> _Page excerpt_
[start]
A particle is projected at time $t = 0$ from a point $P$ on the ground with a speed $v_0,$ at an angle of ${45}^{\circ }$ to the horizontal. The magnitude of angular momentum of the particle about $P$ at time $t = v_0/g$  is

 

$At time t =v_0/g,$

$Let L= angular momentum of the particle about P,$

$P_x= x-component of momentum of particle,$

$v_x = x-component of velocity of particle and$

$x = displacement along x-axis.$

$Let p_y , v_y, and y denote the quantities along y-axis$

$Angular momentum, L = x p_y - y p_x$

 $or L = x \left(m{v}_y\right) - y\left(m{v}_x\right) or L = m\left[x v_y - y v_x\right] \hat{k} \dots \left(i\right)$

$To find v_x and v_y :$

$v_x = Horizontal velocity of the projectile$

$or v_x = v_0 \cos {45}^{\circ } = \frac{v_0}{\sqrt{2}} \dots \left(ii\right)$

It remains constant all along.
[end]
> _Supplied entries_
[start]
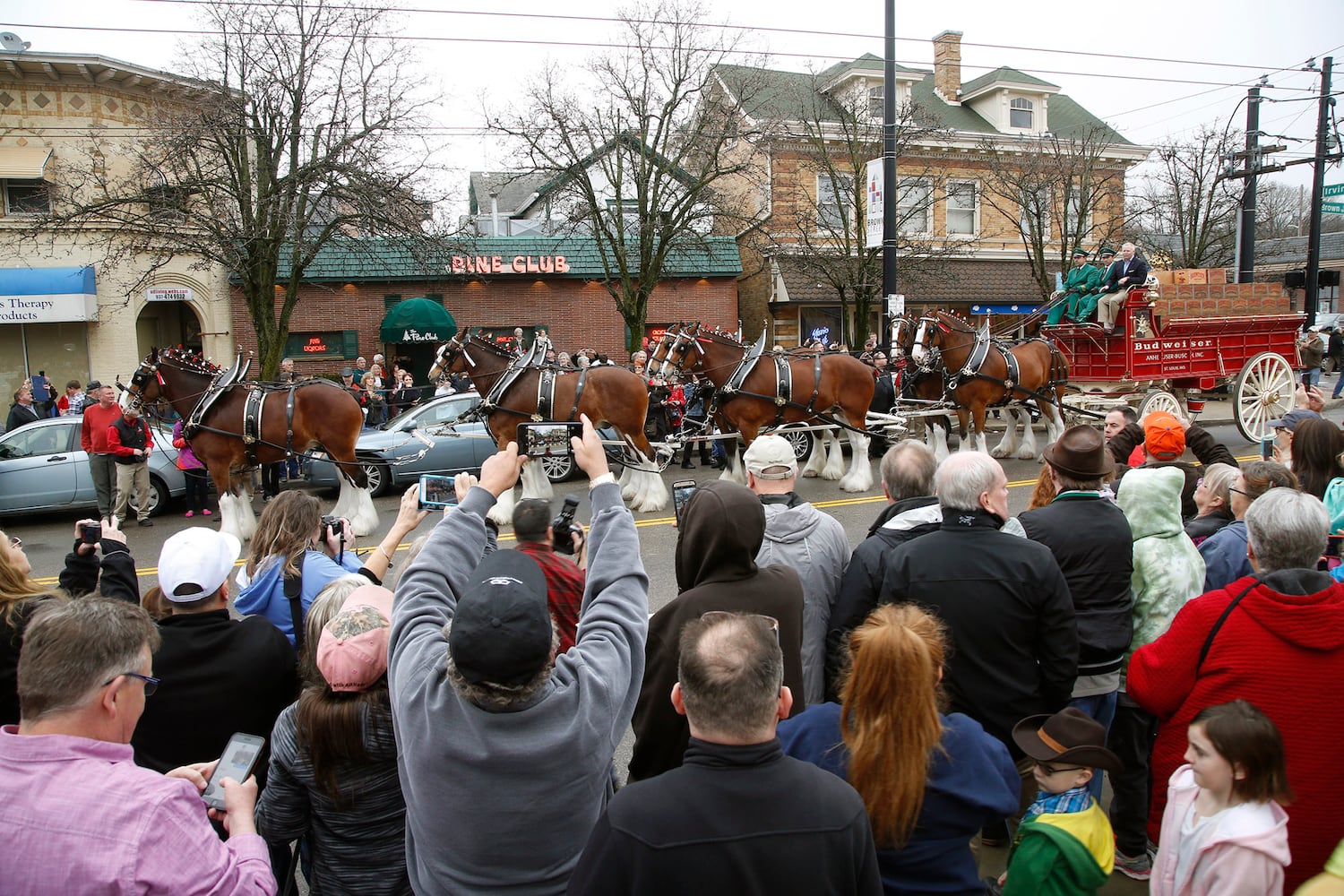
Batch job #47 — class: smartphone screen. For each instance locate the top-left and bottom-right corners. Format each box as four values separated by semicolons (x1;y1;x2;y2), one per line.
518;423;583;457
419;473;457;509
672;479;695;525
201;734;266;812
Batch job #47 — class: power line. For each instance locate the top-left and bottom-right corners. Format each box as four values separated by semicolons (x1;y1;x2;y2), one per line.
0;20;1322;90
124;0;1301;73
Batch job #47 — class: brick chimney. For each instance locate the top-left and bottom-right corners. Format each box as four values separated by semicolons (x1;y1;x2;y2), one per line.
933;30;961;103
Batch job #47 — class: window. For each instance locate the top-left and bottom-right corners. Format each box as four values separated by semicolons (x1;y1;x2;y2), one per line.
897;177;933;234
3;178;51;215
817;175;854;229
948;180;980;237
1008;97;1037;129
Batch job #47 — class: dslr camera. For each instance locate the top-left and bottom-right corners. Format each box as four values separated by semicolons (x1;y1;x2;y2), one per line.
551;495;582;555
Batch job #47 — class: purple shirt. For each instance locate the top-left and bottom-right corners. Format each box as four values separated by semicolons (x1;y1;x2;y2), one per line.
0;726;276;896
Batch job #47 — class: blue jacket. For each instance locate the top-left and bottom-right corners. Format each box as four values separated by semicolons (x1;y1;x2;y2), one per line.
234;551;373;646
1199;520;1255;594
779;702;1021;896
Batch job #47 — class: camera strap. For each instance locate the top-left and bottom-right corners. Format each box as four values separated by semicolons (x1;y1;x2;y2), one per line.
285;557;304;650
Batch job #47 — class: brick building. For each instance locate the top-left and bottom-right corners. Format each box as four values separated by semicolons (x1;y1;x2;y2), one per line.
0;51;233;401
233;237;742;383
717;30;1148;345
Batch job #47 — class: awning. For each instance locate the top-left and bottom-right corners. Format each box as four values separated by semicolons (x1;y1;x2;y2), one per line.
379;298;457;344
970;304;1040;314
0;266;99;323
0;146;51;180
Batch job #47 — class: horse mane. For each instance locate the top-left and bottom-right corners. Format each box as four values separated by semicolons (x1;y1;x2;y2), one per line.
159;345;222;376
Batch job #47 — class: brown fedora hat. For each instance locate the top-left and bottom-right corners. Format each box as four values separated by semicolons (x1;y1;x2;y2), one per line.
1043;426;1116;479
1012;707;1125;772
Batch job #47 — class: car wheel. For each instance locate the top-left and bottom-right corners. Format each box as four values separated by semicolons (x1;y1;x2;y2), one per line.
363;461;392;498
126;476;171;516
537;454;578;482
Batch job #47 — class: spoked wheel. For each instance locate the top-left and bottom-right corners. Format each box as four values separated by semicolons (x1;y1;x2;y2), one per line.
1139;390;1185;419
776;428;816;463
1233;352;1297;442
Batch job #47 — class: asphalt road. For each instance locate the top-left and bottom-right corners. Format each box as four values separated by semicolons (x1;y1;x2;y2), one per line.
8;401;1312;896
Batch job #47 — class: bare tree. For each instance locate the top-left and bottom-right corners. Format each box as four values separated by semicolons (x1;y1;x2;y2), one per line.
487;0;760;350
38;0;441;376
980;124;1125;298
771;79;970;345
1131;121;1242;267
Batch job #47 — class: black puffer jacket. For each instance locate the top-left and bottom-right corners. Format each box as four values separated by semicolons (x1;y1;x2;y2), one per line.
1018;492;1134;677
881;509;1078;758
827;495;943;702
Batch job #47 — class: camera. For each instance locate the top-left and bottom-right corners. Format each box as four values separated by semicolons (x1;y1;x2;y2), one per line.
551;495;581;554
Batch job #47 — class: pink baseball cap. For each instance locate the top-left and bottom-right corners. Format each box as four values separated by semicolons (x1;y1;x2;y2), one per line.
317;584;392;691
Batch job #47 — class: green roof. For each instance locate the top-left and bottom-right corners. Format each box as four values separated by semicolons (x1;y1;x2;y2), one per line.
715;54;1131;145
961;65;1059;95
271;237;742;283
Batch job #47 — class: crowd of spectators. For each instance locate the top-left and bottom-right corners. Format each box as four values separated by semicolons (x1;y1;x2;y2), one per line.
0;392;1344;896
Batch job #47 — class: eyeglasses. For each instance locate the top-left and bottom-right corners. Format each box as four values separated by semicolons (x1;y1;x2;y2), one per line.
102;672;161;697
1035;759;1088;775
701;610;780;641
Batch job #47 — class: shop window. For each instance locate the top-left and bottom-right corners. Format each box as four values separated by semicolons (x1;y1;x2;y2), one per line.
1008;97;1037;130
948;180;980;237
0;178;51;215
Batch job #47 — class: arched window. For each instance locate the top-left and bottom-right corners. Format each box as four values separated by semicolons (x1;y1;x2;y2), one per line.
1008;97;1037;127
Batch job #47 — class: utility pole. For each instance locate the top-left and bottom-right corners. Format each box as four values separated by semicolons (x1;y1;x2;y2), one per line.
1303;56;1335;326
1236;87;1260;283
878;0;900;358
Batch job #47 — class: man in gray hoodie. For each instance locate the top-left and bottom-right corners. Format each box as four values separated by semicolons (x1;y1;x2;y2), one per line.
387;418;650;895
742;435;849;704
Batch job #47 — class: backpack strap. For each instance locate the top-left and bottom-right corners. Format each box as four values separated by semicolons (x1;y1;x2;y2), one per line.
1195;575;1261;678
285;557;305;650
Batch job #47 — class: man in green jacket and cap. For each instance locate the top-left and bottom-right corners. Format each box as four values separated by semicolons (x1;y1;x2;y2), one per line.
1046;247;1101;325
1074;246;1116;323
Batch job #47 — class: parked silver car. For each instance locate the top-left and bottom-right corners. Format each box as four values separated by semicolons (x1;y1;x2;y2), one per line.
0;417;187;516
308;392;621;495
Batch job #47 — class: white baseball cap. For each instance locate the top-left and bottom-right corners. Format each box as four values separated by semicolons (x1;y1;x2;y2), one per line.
742;435;798;479
159;527;244;603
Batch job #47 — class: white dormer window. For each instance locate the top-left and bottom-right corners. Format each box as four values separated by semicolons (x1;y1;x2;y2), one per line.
1008;97;1037;130
868;84;887;121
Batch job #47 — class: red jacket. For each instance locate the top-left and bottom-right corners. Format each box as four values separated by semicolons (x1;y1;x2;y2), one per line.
80;401;121;454
1126;570;1344;892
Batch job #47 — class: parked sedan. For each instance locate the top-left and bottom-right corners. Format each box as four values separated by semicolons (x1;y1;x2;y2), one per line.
308;392;495;495
0;417;187;516
308;392;632;495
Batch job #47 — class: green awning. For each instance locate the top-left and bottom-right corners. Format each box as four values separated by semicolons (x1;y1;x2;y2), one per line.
379;298;457;344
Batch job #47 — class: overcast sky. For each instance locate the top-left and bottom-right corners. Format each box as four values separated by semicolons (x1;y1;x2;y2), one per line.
0;0;1344;211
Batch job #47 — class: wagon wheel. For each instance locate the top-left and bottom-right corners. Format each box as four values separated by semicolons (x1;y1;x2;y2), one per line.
1139;390;1185;419
1233;352;1297;442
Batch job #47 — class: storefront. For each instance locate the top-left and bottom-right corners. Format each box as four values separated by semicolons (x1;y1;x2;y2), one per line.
233;237;742;384
0;266;99;407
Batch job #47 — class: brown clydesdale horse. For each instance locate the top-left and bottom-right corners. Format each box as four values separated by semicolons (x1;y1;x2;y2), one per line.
429;329;668;522
123;349;378;541
911;312;1069;458
650;323;874;492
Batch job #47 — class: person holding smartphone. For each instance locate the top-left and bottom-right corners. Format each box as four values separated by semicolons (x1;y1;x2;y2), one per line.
0;597;276;895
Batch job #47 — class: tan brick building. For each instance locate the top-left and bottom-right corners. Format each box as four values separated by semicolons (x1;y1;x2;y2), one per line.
0;51;233;399
717;30;1148;345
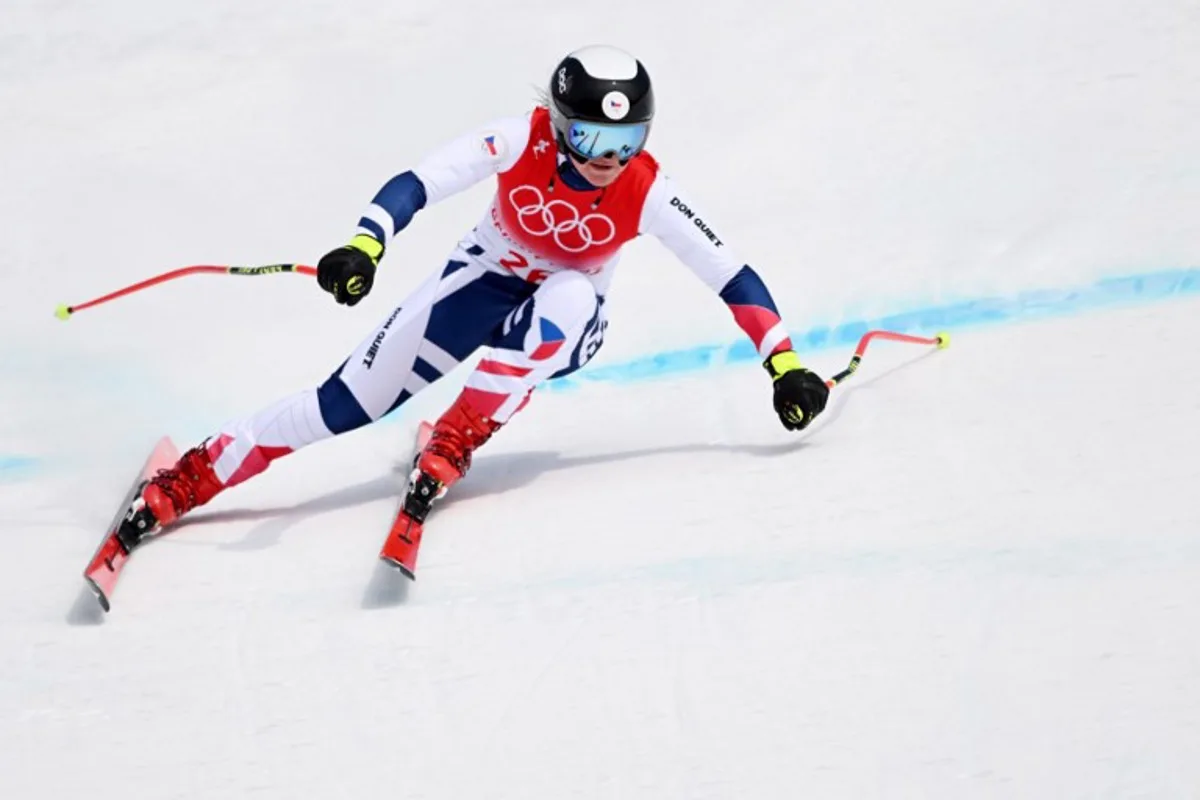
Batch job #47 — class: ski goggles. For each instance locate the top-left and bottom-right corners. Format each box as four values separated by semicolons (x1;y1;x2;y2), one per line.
566;120;650;163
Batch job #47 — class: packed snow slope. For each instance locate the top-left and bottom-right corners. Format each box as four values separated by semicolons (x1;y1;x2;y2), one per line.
0;0;1200;800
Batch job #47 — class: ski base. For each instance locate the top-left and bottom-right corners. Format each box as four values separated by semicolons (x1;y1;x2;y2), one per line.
83;437;179;612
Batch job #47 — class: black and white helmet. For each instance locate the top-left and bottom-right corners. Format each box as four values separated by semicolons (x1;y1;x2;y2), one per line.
550;44;654;163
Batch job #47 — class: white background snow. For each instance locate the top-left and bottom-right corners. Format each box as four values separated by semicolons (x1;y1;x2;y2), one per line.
0;0;1200;800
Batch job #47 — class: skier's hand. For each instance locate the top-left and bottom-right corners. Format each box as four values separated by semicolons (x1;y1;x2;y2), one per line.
762;350;829;431
317;234;383;306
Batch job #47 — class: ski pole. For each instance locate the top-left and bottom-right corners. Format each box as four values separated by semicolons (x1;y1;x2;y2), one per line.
54;264;317;321
826;331;950;389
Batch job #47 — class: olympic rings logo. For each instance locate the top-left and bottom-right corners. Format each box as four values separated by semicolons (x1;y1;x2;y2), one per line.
509;184;617;253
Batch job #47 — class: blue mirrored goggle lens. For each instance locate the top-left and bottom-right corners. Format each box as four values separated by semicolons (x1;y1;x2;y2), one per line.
566;122;650;161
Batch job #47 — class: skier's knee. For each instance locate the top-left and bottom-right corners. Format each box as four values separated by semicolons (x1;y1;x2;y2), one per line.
317;371;371;434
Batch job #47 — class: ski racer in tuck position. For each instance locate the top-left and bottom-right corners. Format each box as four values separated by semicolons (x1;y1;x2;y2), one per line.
112;46;828;549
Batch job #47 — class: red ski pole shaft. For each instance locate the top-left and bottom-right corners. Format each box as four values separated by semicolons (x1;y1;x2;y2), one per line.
826;331;950;389
54;264;317;321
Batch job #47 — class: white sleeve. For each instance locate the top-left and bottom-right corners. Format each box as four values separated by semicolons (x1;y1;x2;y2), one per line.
413;114;530;205
638;172;745;293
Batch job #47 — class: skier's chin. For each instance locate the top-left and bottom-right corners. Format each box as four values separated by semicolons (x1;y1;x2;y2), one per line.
578;158;625;188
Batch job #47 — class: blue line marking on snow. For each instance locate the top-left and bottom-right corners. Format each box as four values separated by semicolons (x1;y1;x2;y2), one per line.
0;456;38;483
545;269;1200;391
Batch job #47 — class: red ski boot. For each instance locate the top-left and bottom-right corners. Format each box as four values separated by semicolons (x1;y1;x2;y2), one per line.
416;396;500;489
379;397;500;578
118;444;224;551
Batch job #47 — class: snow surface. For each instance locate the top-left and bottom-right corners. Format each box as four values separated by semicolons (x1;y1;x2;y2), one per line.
0;0;1200;800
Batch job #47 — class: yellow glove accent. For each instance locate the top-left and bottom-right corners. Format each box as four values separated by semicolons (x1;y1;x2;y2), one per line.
350;234;383;266
763;350;804;380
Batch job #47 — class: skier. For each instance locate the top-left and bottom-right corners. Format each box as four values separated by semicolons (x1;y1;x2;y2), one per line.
119;46;828;549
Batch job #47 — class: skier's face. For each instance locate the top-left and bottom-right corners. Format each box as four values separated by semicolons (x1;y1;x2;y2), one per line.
575;156;628;188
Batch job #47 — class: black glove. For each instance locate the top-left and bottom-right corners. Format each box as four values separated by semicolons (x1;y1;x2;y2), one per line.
762;350;829;431
317;234;383;306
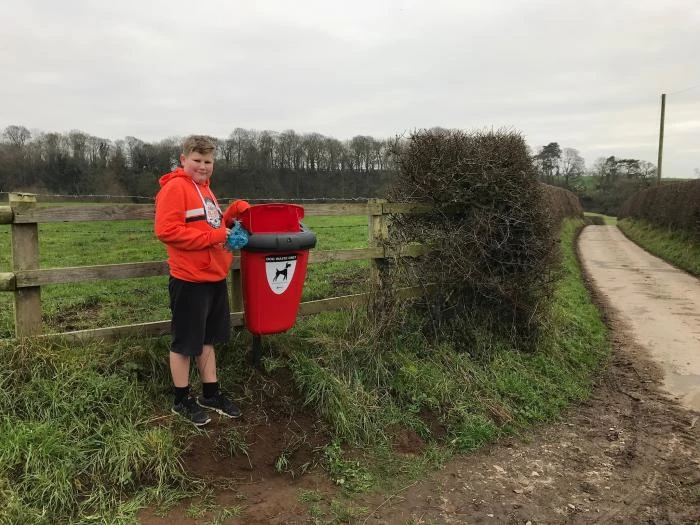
[end]
> _Set task_
In the projectile problem, what is the particle's horizontal velocity v_x equal to, and does it change during the flight? You can do this without any of the items.

> _Solution_
v_x = v_0 cos 45° = v_0/√2, and it stays constant all along.